Reproduce the lines beginning with the one that contains "of the floral" and ending with the one that contains "[(476, 201), (549, 150)]", replacing "floral patterned wallpaper" with "striped wallpaper" and leaving everything else unchanged.

** begin **

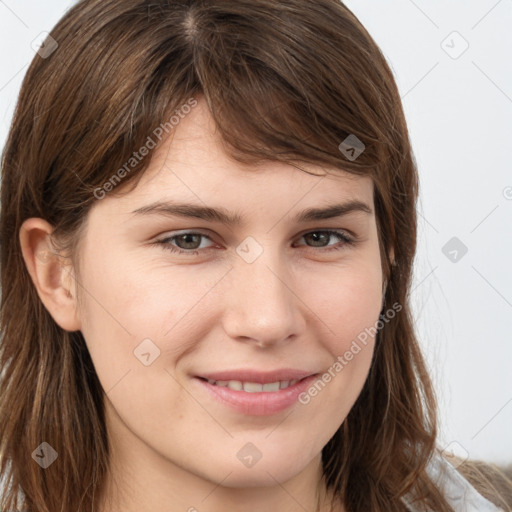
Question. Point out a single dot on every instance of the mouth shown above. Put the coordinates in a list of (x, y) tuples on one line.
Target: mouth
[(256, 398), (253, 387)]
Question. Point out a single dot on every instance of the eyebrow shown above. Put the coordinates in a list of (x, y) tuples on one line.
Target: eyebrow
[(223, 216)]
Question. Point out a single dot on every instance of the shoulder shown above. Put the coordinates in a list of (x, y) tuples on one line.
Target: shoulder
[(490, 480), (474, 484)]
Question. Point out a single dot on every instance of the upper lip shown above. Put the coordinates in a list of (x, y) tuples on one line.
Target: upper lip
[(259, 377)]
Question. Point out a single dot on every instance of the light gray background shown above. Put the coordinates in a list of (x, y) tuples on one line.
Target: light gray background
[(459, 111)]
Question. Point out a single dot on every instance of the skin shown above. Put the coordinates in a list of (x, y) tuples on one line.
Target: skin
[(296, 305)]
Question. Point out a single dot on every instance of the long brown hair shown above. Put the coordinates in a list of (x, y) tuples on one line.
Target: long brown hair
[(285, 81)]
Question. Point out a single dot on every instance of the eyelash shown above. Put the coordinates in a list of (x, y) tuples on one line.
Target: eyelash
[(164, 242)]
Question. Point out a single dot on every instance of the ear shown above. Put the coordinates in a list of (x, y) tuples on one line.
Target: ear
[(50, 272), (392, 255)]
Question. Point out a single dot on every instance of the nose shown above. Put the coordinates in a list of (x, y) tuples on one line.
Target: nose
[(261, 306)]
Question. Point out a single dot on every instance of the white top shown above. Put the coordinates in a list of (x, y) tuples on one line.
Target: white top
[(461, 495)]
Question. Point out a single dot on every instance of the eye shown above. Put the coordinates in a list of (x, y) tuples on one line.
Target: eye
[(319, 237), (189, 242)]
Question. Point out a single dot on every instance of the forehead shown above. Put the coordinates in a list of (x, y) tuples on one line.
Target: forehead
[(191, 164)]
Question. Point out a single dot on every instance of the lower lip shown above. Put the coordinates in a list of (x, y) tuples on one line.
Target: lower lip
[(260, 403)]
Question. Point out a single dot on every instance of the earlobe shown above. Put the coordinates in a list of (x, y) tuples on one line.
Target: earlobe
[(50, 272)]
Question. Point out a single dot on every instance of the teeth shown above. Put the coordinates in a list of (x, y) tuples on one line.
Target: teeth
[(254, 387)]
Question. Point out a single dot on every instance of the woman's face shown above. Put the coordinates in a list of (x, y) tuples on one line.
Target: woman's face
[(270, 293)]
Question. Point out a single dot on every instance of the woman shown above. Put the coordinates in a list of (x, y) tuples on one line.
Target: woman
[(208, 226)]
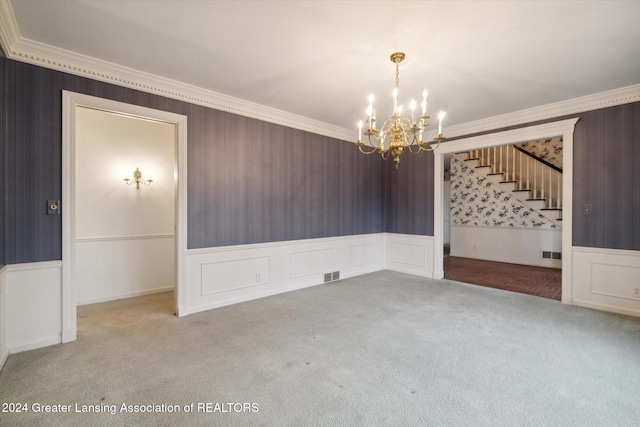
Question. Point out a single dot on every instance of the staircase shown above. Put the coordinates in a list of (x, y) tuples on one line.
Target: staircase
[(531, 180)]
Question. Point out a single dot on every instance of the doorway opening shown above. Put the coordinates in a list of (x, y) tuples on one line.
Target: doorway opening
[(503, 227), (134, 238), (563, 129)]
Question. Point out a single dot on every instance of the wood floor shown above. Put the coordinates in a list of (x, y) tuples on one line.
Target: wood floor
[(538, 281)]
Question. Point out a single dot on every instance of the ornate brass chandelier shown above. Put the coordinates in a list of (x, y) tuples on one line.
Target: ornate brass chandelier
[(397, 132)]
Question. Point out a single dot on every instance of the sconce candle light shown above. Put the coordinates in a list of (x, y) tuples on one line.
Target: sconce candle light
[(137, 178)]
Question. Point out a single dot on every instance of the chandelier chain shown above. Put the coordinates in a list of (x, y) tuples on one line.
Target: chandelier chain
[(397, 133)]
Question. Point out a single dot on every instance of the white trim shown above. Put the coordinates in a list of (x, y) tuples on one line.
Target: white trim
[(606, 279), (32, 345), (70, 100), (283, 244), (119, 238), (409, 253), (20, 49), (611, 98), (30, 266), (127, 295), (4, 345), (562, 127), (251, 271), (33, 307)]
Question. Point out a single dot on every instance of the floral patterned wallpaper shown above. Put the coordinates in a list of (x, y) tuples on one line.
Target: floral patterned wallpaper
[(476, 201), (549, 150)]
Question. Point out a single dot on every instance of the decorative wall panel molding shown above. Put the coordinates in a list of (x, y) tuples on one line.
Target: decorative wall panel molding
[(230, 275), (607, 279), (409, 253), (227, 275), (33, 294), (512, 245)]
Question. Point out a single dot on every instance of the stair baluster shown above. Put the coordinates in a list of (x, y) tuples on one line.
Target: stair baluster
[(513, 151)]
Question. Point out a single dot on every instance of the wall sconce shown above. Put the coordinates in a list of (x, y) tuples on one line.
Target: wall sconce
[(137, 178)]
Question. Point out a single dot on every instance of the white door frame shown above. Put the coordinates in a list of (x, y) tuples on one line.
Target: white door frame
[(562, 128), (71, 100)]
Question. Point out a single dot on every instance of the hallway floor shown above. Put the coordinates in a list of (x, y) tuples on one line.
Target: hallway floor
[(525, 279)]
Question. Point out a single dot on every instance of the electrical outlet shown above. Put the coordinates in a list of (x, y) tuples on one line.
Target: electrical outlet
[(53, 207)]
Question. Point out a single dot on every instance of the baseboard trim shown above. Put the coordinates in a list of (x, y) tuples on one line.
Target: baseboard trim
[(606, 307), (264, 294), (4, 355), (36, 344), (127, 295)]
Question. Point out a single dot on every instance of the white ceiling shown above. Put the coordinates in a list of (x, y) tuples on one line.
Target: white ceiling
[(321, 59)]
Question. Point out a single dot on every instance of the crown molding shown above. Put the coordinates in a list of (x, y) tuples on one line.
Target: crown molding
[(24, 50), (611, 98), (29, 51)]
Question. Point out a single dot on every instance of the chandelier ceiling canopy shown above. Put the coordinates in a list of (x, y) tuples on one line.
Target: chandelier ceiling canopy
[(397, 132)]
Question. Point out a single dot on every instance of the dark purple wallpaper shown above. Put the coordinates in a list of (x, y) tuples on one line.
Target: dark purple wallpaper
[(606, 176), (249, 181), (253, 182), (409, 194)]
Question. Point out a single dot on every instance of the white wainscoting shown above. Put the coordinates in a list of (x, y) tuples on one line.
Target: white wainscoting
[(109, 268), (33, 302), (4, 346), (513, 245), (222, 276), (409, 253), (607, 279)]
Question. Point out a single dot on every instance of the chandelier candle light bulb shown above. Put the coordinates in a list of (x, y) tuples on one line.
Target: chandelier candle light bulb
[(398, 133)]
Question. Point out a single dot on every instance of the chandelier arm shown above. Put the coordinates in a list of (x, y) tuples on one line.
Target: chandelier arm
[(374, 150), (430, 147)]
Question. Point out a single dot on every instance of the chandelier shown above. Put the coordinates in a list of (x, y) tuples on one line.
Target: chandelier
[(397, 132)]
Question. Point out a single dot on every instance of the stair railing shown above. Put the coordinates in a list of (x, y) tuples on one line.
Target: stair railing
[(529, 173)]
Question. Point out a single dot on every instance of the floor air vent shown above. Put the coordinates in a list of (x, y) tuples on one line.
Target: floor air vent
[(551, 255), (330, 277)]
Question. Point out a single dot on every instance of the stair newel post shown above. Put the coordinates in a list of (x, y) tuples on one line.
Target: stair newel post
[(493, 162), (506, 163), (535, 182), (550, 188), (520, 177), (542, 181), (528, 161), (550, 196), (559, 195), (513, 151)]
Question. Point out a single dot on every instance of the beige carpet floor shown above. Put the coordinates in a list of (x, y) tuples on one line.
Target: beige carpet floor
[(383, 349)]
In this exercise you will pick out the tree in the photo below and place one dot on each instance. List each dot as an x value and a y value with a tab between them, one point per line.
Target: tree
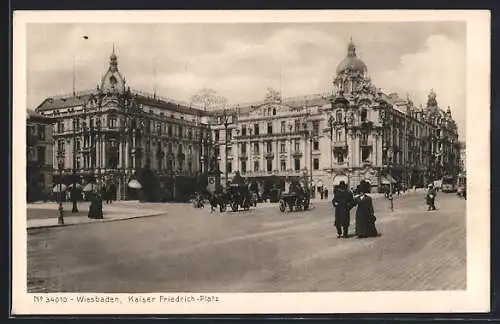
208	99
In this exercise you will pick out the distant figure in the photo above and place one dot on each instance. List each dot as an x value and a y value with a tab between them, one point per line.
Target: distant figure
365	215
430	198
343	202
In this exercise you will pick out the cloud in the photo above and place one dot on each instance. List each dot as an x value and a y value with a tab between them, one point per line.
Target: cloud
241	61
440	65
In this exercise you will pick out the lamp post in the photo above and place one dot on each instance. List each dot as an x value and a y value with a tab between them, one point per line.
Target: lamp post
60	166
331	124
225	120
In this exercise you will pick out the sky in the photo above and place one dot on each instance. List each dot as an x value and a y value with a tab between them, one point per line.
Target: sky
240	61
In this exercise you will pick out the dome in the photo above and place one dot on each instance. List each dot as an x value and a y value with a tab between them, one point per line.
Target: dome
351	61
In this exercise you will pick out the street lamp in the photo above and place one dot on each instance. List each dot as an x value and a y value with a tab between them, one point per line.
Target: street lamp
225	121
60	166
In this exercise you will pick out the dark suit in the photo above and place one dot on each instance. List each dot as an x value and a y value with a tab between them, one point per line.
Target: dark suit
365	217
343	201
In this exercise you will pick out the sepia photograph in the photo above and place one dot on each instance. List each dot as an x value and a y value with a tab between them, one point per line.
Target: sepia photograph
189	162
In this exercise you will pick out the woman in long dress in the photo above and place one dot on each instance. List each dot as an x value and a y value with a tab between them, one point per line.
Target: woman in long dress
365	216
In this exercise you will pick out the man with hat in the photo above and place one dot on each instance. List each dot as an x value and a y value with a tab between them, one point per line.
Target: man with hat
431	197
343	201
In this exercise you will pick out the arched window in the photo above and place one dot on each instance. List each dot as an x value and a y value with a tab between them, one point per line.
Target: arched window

** end **

Exercise output:
Question. Point out a single dot on every instance of the striped wallpaper shown above. Put the coordinates in a list of (x, y) tuples on one line.
Target: striped wallpaper
[(476, 201), (549, 150)]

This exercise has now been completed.